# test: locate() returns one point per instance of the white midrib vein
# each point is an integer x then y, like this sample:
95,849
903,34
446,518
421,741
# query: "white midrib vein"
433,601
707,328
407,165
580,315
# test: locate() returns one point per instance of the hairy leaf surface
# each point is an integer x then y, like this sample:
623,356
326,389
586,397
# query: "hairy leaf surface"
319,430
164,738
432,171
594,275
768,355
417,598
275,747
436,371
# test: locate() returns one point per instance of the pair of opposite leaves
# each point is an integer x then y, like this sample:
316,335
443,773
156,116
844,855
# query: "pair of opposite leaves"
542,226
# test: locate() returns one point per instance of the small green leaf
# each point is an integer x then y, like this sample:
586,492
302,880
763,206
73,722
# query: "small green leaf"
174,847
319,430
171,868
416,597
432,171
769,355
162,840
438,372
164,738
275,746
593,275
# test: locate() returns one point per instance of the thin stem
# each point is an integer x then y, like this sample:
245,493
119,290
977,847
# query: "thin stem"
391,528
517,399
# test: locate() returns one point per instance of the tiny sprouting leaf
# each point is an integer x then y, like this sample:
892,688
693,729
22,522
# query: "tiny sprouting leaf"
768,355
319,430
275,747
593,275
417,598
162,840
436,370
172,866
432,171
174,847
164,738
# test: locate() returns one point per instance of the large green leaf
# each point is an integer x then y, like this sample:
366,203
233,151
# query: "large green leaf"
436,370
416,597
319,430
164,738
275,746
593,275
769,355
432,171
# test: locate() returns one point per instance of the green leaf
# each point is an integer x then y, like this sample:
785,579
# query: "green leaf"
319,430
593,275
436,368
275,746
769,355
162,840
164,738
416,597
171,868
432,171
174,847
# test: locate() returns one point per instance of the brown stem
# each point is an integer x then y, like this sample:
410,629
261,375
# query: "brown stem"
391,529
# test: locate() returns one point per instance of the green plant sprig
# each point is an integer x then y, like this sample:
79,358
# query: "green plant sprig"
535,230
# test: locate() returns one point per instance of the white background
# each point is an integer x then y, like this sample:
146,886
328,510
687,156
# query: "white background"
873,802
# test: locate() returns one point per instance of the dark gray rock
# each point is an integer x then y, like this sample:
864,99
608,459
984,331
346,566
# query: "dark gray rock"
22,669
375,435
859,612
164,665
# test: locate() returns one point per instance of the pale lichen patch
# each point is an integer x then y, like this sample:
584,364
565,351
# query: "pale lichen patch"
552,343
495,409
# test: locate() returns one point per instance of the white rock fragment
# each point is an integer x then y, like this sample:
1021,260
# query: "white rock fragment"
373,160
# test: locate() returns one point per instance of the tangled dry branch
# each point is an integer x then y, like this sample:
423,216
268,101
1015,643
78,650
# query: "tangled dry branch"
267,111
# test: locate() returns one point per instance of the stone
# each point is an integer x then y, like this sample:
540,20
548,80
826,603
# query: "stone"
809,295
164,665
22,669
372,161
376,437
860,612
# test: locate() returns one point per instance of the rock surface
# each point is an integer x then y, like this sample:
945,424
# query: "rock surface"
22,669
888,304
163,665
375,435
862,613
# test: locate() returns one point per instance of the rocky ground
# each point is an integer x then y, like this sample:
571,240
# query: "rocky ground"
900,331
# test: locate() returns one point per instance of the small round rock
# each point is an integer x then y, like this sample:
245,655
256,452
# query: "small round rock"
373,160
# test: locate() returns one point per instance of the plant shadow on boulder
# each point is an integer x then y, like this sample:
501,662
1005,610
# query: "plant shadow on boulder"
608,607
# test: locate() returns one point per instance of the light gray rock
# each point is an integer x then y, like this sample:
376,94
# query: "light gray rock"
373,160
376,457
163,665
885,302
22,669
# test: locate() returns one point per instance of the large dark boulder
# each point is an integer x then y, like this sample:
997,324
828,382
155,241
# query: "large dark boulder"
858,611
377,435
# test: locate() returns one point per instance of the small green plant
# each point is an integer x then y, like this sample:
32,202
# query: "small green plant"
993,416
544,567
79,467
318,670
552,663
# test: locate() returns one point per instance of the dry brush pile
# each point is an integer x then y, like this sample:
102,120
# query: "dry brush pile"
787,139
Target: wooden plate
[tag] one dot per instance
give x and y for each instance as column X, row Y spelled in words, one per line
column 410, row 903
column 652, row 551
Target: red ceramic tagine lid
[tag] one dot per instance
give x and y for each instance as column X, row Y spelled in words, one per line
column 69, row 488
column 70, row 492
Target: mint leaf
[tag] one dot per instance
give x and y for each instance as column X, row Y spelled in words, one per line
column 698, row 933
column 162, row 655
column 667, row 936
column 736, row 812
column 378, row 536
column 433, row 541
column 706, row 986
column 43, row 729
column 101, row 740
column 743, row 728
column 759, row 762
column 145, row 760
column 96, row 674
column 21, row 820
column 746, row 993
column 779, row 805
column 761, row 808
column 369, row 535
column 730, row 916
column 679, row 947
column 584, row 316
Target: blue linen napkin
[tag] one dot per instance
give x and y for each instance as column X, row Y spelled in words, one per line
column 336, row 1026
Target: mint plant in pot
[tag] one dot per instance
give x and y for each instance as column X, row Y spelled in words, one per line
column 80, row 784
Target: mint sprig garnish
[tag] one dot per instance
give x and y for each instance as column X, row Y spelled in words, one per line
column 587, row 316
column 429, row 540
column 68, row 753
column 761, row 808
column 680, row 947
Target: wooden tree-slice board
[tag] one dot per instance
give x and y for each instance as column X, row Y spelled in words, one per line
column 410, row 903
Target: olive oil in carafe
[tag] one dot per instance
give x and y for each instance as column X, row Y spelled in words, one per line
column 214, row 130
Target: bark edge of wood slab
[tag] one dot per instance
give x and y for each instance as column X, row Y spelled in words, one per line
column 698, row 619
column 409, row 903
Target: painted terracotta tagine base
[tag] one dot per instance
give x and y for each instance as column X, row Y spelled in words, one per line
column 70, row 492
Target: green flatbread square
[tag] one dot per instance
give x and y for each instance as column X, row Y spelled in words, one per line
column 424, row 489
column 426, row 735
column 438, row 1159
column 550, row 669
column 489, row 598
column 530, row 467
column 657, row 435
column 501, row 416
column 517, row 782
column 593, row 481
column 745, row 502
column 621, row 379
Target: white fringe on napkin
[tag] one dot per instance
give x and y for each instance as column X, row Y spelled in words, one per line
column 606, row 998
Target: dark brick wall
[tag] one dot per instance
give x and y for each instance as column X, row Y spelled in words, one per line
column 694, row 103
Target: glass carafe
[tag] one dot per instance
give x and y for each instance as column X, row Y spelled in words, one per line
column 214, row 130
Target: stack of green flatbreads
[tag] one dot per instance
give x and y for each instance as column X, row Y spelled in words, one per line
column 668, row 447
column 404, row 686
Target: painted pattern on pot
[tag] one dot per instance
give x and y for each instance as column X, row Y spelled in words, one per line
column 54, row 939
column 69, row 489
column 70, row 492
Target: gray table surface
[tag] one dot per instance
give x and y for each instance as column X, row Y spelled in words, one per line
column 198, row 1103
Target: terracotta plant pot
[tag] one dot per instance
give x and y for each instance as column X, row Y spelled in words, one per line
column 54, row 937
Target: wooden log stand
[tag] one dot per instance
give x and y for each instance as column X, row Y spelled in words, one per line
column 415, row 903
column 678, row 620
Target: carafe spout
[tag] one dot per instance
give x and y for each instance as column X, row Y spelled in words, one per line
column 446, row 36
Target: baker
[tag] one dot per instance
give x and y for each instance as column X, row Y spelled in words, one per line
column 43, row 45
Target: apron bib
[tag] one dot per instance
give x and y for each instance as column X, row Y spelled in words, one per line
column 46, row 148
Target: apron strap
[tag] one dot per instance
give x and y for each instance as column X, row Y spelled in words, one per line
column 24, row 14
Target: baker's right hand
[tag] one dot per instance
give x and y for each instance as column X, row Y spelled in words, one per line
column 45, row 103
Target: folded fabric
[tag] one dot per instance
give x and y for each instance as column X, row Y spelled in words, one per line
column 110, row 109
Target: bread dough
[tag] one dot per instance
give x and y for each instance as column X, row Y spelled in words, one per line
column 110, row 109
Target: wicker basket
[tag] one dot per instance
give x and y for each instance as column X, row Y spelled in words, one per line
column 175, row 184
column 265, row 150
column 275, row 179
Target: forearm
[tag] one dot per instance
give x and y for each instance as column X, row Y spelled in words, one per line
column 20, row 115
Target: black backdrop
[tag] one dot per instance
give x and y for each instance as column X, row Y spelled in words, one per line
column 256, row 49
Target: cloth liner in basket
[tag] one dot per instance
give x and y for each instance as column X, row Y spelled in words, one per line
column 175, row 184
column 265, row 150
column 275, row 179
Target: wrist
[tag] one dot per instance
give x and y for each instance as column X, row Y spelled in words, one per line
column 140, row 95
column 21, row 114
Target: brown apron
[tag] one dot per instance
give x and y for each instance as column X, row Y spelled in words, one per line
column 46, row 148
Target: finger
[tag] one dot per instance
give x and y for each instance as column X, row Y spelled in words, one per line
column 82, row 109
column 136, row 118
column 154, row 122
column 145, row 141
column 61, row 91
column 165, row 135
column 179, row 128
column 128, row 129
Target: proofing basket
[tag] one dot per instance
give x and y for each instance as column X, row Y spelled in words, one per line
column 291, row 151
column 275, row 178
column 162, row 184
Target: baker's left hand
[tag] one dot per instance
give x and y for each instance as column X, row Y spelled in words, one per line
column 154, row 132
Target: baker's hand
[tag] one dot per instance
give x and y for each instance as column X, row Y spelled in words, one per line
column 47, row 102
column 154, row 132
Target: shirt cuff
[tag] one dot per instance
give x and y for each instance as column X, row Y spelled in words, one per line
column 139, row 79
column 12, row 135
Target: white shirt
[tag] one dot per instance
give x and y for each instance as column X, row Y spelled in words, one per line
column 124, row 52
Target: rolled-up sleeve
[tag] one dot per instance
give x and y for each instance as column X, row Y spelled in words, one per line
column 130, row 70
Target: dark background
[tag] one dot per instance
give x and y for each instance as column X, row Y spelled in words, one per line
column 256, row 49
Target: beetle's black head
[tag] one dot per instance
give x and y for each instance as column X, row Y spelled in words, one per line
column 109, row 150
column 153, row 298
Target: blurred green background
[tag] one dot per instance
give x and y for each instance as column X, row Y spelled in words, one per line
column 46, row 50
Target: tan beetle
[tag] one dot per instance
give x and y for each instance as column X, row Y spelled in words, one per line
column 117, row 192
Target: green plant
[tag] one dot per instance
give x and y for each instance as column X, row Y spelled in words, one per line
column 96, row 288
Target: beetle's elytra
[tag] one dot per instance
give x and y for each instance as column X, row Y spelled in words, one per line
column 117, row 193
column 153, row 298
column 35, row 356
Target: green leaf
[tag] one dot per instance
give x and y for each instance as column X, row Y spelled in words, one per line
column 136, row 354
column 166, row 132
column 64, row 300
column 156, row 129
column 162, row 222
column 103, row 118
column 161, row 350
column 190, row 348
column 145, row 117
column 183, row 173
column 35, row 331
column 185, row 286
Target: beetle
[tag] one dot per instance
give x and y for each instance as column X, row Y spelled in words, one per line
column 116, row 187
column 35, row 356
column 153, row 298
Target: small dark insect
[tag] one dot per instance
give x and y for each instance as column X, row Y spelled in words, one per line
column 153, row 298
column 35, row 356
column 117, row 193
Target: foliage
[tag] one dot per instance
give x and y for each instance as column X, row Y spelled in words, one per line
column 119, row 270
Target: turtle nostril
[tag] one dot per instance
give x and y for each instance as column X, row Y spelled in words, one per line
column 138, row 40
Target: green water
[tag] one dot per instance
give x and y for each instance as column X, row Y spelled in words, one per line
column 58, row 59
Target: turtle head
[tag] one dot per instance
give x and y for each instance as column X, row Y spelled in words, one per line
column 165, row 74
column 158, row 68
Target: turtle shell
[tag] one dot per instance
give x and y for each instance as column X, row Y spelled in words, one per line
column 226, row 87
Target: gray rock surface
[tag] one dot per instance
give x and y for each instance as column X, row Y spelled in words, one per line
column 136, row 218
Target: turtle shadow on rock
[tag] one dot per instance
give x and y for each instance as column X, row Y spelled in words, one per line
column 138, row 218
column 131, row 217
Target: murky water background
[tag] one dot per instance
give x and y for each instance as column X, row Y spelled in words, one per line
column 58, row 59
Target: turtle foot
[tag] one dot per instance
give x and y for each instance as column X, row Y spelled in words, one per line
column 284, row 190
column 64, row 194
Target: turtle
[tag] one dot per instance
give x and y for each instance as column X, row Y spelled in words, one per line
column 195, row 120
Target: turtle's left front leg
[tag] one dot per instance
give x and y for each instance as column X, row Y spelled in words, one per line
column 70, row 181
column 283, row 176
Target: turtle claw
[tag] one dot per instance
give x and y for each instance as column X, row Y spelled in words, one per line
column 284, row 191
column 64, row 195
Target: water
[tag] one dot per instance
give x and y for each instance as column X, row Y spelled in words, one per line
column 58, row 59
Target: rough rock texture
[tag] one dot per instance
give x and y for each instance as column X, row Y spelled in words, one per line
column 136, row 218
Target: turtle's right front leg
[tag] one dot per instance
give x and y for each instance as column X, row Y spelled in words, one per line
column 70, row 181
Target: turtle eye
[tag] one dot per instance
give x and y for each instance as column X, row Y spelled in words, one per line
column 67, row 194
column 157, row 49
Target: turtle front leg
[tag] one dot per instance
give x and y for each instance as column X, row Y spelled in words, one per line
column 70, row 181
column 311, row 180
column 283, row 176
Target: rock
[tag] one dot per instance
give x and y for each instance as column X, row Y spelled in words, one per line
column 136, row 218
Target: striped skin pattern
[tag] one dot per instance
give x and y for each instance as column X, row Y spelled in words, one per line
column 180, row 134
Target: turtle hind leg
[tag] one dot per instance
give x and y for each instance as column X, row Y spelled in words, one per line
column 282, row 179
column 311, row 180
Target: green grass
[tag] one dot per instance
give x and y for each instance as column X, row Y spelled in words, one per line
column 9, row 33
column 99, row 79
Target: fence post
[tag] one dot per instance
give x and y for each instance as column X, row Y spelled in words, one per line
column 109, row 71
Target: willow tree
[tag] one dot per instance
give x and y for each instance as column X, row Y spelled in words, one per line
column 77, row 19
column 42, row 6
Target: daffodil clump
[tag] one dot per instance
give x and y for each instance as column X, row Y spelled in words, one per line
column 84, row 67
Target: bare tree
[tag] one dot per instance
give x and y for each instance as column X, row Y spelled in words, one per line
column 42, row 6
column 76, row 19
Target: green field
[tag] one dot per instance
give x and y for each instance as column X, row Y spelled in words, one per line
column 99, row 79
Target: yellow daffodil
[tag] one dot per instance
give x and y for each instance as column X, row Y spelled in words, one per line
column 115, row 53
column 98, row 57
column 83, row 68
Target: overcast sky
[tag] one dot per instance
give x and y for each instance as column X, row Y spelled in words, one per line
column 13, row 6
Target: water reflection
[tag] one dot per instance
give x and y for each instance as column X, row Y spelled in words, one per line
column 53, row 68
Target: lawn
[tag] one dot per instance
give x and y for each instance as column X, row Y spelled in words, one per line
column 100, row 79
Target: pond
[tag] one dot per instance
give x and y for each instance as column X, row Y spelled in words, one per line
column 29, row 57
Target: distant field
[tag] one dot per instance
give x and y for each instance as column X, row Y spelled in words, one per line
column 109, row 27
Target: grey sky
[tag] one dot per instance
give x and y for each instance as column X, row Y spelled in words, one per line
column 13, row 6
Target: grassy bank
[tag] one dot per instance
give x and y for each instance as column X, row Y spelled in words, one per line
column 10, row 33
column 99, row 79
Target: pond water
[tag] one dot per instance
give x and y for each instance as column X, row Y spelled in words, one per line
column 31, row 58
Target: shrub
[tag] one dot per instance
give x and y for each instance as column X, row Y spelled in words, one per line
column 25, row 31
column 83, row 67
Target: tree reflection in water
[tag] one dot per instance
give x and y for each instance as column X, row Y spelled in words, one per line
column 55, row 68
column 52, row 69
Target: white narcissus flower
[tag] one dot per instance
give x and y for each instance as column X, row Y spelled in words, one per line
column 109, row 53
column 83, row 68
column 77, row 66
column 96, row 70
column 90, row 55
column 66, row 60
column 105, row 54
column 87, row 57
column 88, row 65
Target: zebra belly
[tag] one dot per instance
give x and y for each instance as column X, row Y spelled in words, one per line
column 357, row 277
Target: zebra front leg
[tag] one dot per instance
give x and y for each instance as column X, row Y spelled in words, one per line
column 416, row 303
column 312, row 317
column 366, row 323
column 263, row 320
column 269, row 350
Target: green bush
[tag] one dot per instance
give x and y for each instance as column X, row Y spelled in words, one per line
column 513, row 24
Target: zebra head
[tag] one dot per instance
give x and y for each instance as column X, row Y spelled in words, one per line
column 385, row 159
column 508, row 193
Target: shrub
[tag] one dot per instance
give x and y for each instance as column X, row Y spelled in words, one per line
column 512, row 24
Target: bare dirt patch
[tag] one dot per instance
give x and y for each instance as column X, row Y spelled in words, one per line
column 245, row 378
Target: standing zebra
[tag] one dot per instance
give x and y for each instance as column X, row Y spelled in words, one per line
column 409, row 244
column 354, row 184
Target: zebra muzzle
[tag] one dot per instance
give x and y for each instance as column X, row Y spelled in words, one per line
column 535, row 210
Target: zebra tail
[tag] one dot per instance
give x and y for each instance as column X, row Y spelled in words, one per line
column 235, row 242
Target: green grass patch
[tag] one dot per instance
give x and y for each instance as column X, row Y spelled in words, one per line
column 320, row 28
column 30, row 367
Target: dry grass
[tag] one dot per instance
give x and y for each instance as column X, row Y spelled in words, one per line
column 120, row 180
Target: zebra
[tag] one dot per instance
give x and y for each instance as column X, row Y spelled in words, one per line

##############################

◆ **Task description**: Copy the stretch of the records from the line containing "Target: striped skin pattern" through the line containing "column 76, row 19", reproducing each line as it stands.

◆ **Problem solution**:
Target: striped skin pattern
[tag] one dot per instance
give x and y for each instance as column X, row Y spelled in words, one per line
column 180, row 134
Target: turtle hind leg
[tag] one dot per instance
give x and y for each instance as column X, row Y spelled in words, one per line
column 282, row 179
column 311, row 180
Target: green grass
[tag] one dot per instance
give x and y for each instance as column X, row Y spelled in words, one per line
column 9, row 33
column 99, row 79
Target: fence post
[tag] one dot per instance
give x and y for each instance as column X, row Y spelled in words, one per line
column 109, row 71
Target: willow tree
[tag] one dot per instance
give x and y for each instance as column X, row Y spelled in words, one per line
column 77, row 19
column 42, row 6
Target: daffodil clump
[tag] one dot per instance
give x and y for each instance as column X, row Y spelled in words, one per line
column 84, row 67
Target: bare tree
[tag] one dot per instance
give x and y for each instance as column X, row Y spelled in words, one per line
column 42, row 6
column 76, row 19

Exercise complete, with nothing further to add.